[TASK GOAL]
Only a number is expected: how many lines in the data below contain the word "necktie".
BEGIN DATA RECORDS
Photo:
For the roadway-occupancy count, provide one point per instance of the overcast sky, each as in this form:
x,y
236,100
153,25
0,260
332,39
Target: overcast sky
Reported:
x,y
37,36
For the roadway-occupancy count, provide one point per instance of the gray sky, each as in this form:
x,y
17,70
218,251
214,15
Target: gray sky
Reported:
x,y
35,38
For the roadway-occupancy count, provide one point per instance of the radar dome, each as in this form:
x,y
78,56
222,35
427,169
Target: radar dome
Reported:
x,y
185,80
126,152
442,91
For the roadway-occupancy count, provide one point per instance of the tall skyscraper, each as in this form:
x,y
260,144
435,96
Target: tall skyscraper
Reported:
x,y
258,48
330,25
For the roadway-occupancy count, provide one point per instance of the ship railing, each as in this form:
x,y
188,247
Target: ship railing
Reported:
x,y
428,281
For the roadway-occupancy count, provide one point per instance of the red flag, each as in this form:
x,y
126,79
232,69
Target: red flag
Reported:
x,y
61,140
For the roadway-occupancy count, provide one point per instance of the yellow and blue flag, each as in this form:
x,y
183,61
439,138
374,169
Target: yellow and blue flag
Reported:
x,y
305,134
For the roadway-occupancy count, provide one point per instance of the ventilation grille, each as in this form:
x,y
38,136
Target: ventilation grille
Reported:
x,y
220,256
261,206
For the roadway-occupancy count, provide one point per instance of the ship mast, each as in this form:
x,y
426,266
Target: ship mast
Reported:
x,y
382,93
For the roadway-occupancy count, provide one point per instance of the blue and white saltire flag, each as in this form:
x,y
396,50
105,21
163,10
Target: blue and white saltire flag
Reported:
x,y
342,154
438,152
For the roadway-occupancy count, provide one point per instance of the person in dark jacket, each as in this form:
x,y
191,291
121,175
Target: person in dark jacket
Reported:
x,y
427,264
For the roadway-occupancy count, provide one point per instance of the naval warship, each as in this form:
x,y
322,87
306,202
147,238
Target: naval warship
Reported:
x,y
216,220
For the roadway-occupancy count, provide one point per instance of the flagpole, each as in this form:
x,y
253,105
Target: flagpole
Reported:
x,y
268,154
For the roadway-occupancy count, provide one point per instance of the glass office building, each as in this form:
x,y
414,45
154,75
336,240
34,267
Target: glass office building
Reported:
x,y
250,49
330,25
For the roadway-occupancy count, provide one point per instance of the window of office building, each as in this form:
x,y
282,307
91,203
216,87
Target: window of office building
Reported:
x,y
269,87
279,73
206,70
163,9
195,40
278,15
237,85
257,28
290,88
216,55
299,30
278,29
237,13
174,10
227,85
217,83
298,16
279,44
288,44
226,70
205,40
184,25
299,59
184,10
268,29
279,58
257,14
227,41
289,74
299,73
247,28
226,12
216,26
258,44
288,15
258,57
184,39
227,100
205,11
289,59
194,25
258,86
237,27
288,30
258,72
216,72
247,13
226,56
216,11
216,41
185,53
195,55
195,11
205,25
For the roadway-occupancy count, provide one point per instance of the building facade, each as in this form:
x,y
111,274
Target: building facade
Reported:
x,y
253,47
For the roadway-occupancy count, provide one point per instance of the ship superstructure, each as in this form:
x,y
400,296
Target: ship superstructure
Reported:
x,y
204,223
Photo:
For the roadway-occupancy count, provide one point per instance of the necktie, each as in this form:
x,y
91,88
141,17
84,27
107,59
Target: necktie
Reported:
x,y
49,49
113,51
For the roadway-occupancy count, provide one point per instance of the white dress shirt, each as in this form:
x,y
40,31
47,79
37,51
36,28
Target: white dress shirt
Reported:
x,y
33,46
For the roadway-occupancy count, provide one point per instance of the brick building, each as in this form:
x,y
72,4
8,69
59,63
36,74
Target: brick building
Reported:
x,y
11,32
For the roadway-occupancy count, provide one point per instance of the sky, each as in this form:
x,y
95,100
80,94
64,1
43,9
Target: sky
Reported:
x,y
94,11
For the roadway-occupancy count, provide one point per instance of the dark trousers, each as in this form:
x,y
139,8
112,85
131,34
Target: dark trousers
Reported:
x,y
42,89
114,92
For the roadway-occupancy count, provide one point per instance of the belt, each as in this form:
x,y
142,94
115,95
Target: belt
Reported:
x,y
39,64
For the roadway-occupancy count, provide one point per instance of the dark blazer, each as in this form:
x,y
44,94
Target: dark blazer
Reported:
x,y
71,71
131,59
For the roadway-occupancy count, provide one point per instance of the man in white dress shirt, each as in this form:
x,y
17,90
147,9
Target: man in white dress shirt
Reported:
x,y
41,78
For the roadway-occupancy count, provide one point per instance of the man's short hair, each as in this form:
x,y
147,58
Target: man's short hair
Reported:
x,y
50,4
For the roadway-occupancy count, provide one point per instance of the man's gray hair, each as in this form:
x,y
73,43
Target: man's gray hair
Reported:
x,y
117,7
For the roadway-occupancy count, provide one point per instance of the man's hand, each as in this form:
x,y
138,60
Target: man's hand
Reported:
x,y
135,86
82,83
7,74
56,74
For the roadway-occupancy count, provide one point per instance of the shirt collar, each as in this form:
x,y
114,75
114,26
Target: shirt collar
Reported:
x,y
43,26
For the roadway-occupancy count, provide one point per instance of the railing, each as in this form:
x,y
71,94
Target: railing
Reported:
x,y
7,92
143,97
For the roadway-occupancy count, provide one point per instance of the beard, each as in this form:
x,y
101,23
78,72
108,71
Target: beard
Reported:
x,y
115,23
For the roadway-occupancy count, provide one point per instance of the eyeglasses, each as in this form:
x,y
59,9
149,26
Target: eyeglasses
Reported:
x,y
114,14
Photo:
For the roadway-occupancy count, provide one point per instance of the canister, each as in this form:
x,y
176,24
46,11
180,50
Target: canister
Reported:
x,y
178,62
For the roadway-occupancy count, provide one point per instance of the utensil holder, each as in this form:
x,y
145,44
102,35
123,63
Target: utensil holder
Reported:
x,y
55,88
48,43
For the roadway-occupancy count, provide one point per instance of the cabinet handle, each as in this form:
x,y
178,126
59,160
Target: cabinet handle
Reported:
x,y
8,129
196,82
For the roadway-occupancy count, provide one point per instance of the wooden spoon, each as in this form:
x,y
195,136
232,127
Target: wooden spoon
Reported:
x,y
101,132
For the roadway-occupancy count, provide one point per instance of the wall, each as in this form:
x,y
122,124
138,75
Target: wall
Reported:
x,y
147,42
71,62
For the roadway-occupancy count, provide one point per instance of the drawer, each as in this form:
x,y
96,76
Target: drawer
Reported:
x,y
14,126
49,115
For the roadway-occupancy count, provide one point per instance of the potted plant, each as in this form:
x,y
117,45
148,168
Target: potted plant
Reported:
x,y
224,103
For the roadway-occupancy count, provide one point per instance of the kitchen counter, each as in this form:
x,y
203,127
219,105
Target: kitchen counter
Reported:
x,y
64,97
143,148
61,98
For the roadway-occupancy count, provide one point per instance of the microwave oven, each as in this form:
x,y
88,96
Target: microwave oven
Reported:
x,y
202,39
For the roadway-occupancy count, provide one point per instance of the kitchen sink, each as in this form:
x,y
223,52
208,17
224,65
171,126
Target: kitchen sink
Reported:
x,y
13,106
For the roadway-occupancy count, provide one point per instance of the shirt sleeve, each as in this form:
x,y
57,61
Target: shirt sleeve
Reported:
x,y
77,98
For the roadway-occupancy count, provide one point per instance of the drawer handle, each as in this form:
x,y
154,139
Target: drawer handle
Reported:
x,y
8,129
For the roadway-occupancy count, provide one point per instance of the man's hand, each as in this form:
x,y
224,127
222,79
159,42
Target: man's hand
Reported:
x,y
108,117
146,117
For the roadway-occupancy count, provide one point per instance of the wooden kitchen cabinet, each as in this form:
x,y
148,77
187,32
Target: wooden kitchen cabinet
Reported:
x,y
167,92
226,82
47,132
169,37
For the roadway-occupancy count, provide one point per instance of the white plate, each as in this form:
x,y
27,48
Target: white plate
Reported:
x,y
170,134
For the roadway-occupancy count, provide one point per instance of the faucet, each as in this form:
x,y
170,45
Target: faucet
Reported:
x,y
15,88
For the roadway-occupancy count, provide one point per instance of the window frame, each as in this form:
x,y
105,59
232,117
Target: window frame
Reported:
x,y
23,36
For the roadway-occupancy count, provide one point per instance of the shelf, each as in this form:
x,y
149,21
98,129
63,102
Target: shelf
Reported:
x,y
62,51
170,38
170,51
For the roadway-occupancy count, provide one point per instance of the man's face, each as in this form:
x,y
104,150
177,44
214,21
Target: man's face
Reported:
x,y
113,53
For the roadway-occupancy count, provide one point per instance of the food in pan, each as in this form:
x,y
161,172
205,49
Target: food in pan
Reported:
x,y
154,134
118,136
END DATA RECORDS
[RESPONSE TO THIS EXERCISE]
2